* **Problem statement**: Each line of the data below goes into the copy exactly; pictures do not.

Extracted data entries:
----------------

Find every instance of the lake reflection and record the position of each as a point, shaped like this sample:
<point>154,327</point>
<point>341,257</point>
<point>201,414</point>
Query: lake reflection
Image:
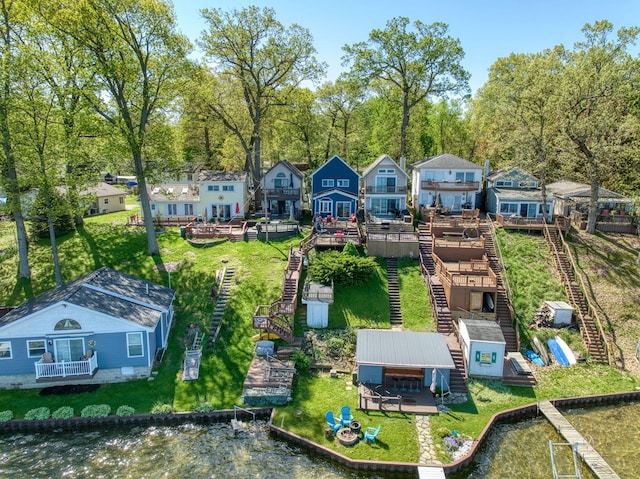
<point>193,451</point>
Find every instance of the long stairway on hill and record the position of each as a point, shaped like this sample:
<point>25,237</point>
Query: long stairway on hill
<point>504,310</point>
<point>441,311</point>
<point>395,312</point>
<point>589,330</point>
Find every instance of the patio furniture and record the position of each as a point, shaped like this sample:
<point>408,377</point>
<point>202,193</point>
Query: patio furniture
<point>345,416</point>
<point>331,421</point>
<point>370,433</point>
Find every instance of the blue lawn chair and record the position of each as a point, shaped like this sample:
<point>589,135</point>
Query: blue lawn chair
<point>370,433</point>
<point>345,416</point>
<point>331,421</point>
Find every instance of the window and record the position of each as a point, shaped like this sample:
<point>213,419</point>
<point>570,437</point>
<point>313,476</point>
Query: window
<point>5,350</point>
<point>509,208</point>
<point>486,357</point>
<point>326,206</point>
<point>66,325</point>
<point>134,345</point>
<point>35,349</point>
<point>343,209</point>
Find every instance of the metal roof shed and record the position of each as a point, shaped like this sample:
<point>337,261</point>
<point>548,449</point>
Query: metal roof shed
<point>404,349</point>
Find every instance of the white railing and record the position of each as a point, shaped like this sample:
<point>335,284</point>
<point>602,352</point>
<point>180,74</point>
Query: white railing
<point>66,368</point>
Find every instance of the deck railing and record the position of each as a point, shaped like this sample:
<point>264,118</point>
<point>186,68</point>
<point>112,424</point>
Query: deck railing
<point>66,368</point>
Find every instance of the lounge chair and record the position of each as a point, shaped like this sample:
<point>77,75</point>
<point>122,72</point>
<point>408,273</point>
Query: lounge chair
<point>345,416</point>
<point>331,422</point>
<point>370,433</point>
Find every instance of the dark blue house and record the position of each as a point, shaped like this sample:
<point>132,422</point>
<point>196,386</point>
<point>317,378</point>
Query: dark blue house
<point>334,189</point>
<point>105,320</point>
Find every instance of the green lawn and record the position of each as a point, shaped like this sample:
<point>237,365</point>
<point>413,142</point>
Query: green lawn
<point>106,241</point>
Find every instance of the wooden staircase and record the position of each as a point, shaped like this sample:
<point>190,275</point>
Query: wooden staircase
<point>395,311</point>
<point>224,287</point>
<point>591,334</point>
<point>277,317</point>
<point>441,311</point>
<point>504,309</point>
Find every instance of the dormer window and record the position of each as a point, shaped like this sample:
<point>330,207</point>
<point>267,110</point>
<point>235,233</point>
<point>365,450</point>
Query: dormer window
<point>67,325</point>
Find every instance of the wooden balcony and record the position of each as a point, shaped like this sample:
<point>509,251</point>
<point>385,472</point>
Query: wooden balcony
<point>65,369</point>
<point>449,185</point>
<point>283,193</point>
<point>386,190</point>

----------------

* **Task response**:
Find every instance of the lake reflection and record the position of each as a point, shaped like this sample:
<point>154,327</point>
<point>341,257</point>
<point>201,414</point>
Query: lake reflection
Image:
<point>193,451</point>
Find every instance of the long stairway on hill and record the position of each as a point, shaped like this sample:
<point>25,237</point>
Query: long stairway on hill
<point>504,310</point>
<point>441,311</point>
<point>395,312</point>
<point>589,330</point>
Find every instance of the patio furniture and record the position of each as a point, shaped like this sample:
<point>408,377</point>
<point>202,193</point>
Query: patio furniture
<point>345,416</point>
<point>331,421</point>
<point>370,433</point>
Find every instance of the blue lawn chair and record the position of each as a point, shaped like this sample:
<point>589,135</point>
Query: blue lawn chair
<point>370,433</point>
<point>345,416</point>
<point>331,421</point>
Find every instance of the window and record the position of each as a point, shaped like this sample:
<point>213,419</point>
<point>570,437</point>
<point>313,476</point>
Query: window
<point>5,350</point>
<point>509,208</point>
<point>486,357</point>
<point>326,206</point>
<point>66,325</point>
<point>134,345</point>
<point>35,349</point>
<point>343,209</point>
Find every instance of the metal roof shed and record the position of each as a point, shaped like this sample:
<point>337,261</point>
<point>548,449</point>
Query: metal roof shed
<point>404,349</point>
Find every instance of the white railing and record the position of each as a point, shaped like this sample:
<point>335,284</point>
<point>602,352</point>
<point>180,74</point>
Query: white railing
<point>66,368</point>
Find every instance of the deck railing and record the position of each as a point, shaped like this sample:
<point>264,118</point>
<point>186,68</point>
<point>112,424</point>
Query: deck railing
<point>66,368</point>
Find every instance of the lounge chair and record the position of each as a point, shaped like this sample:
<point>77,75</point>
<point>122,72</point>
<point>408,273</point>
Query: lounge chair
<point>345,416</point>
<point>331,422</point>
<point>370,433</point>
Find every instance of the dark blue house and record the position of each as a point, shaped like this sample:
<point>132,422</point>
<point>196,386</point>
<point>317,378</point>
Query: dark blue house
<point>334,189</point>
<point>105,320</point>
Find every instance of the green lawn and record the position of each as a point, shaped like this sample:
<point>237,365</point>
<point>413,142</point>
Query: green lawn
<point>106,241</point>
Find every instance of the wooden staircase and record the position of each as a point, shaped like this sample:
<point>190,275</point>
Query: wooden staircase
<point>395,311</point>
<point>224,287</point>
<point>591,334</point>
<point>277,317</point>
<point>441,311</point>
<point>504,309</point>
Find every instance of the dormer window and record the position of each as a point, shaped like this sample:
<point>330,207</point>
<point>267,110</point>
<point>235,233</point>
<point>365,450</point>
Query: dormer window
<point>67,325</point>
Find every instance of the wooden balcony and record the position of each as a point, shaped like this sample:
<point>509,251</point>
<point>385,472</point>
Query: wooden balcony
<point>65,369</point>
<point>449,185</point>
<point>283,193</point>
<point>386,190</point>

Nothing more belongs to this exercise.